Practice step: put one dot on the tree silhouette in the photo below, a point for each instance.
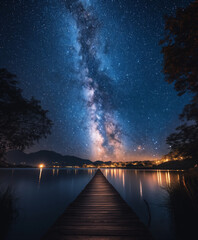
(22, 121)
(180, 50)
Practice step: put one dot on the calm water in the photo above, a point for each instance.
(42, 195)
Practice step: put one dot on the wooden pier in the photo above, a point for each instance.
(99, 212)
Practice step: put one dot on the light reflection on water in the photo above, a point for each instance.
(42, 196)
(145, 191)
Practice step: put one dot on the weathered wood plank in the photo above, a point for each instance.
(99, 212)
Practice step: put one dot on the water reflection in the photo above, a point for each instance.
(40, 174)
(39, 207)
(145, 191)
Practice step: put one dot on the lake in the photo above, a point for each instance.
(43, 194)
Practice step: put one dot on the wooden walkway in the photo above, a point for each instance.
(98, 212)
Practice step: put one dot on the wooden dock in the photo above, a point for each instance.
(99, 212)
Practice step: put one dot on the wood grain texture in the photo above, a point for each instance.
(99, 212)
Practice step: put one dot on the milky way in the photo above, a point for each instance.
(104, 131)
(96, 65)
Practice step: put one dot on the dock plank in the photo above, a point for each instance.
(100, 213)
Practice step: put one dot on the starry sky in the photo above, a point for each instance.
(96, 65)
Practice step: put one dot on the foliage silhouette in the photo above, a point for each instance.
(180, 50)
(22, 121)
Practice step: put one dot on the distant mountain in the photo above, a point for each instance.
(49, 158)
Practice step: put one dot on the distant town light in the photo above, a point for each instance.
(41, 165)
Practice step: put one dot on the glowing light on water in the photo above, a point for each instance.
(40, 174)
(141, 189)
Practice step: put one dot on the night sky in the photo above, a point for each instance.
(96, 66)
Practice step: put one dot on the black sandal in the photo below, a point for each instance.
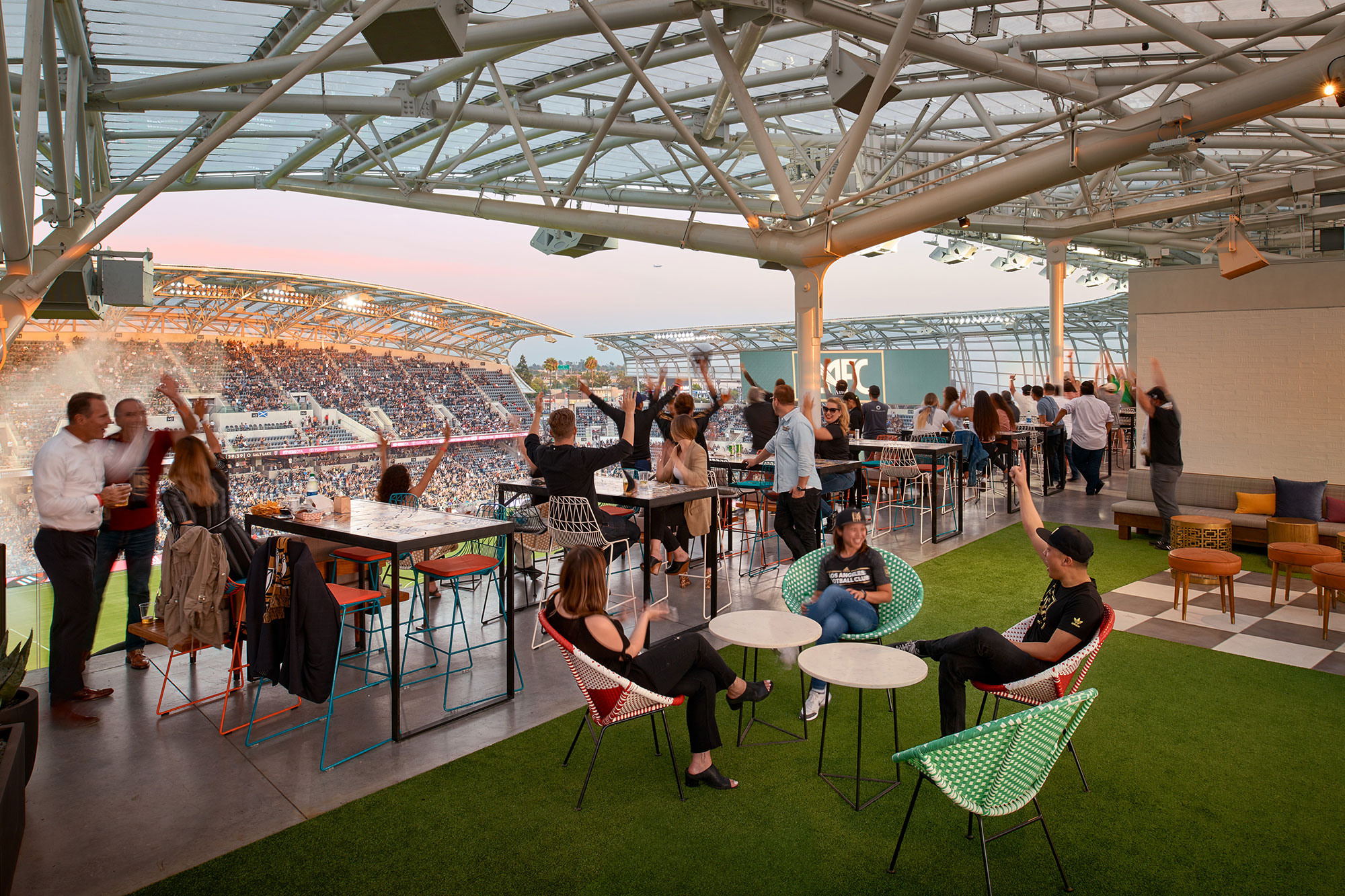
(755, 692)
(712, 776)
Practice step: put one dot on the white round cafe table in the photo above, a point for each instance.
(864, 667)
(769, 630)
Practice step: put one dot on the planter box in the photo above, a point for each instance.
(11, 802)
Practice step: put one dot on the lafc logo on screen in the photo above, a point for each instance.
(848, 369)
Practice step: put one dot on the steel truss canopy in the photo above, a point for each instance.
(1124, 126)
(256, 304)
※ ※ ※
EXERCISE = Once the line with "Practice step: put one dot on the lafc" is found, transcribe it and each line after it through the final line of the entries, exactly and only.

RESULT =
Practice step: put one dot on the lafc logo on screen in the photo above, a point for each instance.
(848, 369)
Practice step: put one dot on the steel truss canopy in the photo above, a point for each instance.
(1124, 126)
(256, 304)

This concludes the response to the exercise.